▶ _Фрагмент документа_:
1. Перейти к содержанию
  2. Перейти к главному меню
  3. К другим проектам DW

15.05.2001 Самые шумные события европейского мая: Каннский кинофестиваль и конкурс на призы Евровидения

Анастасия Рахманова
https://p.dw.com/p/1QZY
И снова – вот уже в 54-й раз – знаменитый Каннский променад Круазет, осенённый двумя рядами пальм двухкилометровый бульвар, тянущийся вдоль лазоревой бухты – запрудили лимузины с белыми фестивальными флажками. Плотной стеной окружили его и фотографы, а также те, кто просто приехал в Канн, чтобы увидеть, как по «красной лестнице» перед центральным фестивальным кинозалом Люмьер будут подниматься звёзды и знаменитости – от Николь Кидман до Фрэнсиса Форда Копполы.

32 тысячи людей кино – актёров, режиссёров, продюсеров и кинокритиков – съехались в маленький городок на Лазурном побережье, ещё 200 тысяч любителей кино и острых ощущений обеспечивают полугодовой оборот многочисленным каннским отелям, цены в которых в фестивальные дни вырастают примерно в пять раз. Четыре тысячи журналистов освещают каннскую «ярмарку тщеславия».

▶ _Предоставленные записи_:
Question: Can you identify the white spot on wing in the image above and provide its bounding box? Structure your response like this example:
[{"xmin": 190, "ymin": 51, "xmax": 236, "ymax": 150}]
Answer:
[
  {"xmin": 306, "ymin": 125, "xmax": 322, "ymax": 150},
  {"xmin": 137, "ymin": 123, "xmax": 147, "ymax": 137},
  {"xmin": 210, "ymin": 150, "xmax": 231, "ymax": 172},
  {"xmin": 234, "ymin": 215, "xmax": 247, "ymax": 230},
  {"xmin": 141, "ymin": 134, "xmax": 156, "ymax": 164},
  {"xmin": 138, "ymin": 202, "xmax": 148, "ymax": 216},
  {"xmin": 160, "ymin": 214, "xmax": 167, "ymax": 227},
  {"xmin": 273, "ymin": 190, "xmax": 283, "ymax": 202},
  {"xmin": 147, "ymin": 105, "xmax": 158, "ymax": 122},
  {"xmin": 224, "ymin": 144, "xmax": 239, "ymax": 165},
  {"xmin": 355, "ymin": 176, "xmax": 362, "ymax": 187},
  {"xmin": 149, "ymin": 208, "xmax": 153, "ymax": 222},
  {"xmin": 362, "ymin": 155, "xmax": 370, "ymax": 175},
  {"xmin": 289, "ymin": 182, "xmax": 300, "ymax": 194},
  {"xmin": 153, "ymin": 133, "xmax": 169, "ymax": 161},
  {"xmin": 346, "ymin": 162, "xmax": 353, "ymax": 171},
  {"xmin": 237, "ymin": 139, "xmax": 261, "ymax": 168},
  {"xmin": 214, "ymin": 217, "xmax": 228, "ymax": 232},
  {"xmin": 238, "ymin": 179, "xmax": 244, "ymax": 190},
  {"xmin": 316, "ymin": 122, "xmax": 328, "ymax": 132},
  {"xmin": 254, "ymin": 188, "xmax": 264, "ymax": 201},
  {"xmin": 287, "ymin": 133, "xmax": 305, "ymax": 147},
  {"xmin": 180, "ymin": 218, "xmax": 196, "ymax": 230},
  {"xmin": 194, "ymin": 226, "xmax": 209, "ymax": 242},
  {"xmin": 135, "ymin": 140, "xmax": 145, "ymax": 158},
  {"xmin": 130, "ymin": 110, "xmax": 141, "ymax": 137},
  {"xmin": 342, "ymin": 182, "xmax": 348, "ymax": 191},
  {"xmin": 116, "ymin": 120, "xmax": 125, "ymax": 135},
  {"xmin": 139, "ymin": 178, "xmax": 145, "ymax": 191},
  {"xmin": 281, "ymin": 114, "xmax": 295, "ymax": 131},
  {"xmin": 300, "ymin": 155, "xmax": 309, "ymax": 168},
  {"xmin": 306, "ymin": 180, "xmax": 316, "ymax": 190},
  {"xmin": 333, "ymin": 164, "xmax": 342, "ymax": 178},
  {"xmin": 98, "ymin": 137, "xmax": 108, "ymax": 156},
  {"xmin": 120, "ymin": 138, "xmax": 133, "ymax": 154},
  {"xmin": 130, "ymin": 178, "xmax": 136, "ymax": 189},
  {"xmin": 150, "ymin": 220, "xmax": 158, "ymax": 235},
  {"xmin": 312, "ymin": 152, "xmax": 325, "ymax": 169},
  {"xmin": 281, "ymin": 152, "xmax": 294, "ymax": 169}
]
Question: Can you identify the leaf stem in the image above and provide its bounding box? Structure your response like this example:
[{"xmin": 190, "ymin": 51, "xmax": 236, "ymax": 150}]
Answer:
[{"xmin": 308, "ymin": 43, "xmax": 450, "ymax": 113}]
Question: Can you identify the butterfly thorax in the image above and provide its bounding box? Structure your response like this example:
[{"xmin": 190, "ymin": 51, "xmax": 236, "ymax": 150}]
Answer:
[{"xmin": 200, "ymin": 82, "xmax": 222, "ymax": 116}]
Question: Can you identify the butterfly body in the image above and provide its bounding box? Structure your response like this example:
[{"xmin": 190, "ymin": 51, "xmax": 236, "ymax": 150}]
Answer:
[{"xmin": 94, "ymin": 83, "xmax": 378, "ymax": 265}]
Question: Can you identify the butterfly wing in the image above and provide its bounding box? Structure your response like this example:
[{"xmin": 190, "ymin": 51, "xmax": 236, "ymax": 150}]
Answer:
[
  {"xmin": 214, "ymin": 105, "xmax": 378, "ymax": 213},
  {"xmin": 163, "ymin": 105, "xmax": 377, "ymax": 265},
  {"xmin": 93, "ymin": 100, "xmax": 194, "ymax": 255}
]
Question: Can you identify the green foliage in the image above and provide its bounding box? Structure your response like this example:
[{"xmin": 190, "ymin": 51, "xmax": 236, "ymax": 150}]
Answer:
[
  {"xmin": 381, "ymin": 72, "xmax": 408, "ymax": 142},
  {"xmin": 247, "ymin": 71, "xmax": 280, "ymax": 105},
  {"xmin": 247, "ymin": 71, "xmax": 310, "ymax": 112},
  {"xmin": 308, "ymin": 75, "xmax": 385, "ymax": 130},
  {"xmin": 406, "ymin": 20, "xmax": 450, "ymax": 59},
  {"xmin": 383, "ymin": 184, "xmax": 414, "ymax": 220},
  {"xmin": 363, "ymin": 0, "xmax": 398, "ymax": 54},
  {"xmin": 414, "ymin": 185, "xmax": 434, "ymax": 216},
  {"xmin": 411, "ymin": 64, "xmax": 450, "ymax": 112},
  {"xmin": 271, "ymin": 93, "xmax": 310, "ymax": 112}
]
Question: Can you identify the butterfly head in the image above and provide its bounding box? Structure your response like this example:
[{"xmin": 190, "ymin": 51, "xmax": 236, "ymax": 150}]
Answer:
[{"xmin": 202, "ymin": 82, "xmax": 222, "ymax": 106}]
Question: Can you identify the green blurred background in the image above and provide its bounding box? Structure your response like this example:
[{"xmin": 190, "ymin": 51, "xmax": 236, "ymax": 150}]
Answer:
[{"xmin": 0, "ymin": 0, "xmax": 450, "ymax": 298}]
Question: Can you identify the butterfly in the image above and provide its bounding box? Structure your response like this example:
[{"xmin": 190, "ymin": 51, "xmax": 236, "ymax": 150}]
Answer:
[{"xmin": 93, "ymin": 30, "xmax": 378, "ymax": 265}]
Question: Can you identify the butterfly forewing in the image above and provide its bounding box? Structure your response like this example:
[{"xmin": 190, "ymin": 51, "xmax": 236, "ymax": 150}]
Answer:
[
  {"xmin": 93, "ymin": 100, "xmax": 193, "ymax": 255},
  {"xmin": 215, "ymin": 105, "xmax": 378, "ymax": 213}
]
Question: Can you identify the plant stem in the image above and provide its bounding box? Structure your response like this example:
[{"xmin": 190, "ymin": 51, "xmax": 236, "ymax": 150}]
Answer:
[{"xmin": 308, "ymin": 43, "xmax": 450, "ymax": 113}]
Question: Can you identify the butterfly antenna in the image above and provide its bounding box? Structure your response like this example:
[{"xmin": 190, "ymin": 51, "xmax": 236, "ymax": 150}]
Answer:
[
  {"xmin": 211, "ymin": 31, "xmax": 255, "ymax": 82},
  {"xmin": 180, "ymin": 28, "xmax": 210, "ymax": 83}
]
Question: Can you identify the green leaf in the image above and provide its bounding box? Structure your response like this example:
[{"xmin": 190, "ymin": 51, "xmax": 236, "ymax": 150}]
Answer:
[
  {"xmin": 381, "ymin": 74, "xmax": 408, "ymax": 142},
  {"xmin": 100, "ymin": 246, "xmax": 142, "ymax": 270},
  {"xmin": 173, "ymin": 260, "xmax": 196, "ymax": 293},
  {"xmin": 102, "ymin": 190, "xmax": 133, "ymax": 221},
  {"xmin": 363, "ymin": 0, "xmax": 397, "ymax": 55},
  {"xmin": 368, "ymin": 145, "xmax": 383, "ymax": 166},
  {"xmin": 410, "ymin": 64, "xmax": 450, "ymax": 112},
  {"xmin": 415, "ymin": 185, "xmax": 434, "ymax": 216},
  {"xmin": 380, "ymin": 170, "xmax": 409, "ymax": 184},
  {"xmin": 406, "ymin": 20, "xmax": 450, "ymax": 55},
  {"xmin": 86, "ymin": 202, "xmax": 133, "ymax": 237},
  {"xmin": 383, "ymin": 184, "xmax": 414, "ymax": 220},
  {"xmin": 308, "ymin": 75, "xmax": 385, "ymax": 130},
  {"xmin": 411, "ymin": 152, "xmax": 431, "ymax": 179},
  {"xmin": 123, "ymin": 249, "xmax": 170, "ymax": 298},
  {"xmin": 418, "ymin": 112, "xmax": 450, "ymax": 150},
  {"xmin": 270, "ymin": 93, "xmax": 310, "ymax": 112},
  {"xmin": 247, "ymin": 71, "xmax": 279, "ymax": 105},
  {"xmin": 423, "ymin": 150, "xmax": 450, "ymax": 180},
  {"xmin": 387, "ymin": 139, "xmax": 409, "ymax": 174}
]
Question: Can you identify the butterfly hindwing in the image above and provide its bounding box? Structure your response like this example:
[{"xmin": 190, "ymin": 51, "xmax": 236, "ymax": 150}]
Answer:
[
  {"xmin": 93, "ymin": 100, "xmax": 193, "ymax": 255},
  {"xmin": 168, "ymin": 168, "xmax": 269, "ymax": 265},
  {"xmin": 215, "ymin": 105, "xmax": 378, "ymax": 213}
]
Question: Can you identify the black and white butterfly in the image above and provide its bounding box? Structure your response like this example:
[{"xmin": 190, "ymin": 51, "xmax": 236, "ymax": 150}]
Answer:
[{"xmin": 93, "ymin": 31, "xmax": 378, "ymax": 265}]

▶ _Инструкции к упражнению_:
1. Продублируйте отрывок статьи о Каннском кинофестивале, начиная со слов «Анастасия Рахманова» и заканчивая словами «Фрэнсиса Форда Копполы.».
2. Продолжите статью о Каннском кинофестивале, начав сразу после её последнего предложения.
Записи для работы не понадобятся.

▶ _Ответы ниже_:
1.
Анастасия Рахманова
https://p.dw.com/p/1QZY
И снова – вот уже в 54-й раз – знаменитый Каннский променад Круазет, осенённый двумя рядами пальм двухкилометровый бульвар, тянущийся вдоль лазоревой бухты – запрудили лимузины с белыми фестивальными флажками. Плотной стеной окружили его и фотографы, а также те, кто просто приехал в Канн, чтобы увидеть, как по «красной лестнице» перед центральным фестивальным кинозалом Люмьер будут подниматься звёзды и знаменитости – от Николь Кидман до Фрэнсиса Форда Копполы.

2.
Кстати, слово ярмарка наиболее точно отражает структуру каннского действа, а точнее полное отсутствие этой структуры. Помимо официальной части программы – конкурса, внеконкурсных показов, программы «Особый взгляд», ретроспективы и программы короткометражных фильмов – одновременно проходят показы недели критики и гигантского кинорынка. В сущности параллельно идут несколько кинофестивалей: по самым скромным подсчётам, каждый день в Канне показываются порядка 150 фильмов. Так что вполне понятно, что у новичка фестиваля, каким была ведущая этой передачи, голова сперва идёт кругом.

Впрочем, в центре внимания прессы находится, как правило, лишь сравнительно небольшая часть этого самого крупного киносъезда мира – основная конкурсная программа, в которую в этом году включены 23 фильма.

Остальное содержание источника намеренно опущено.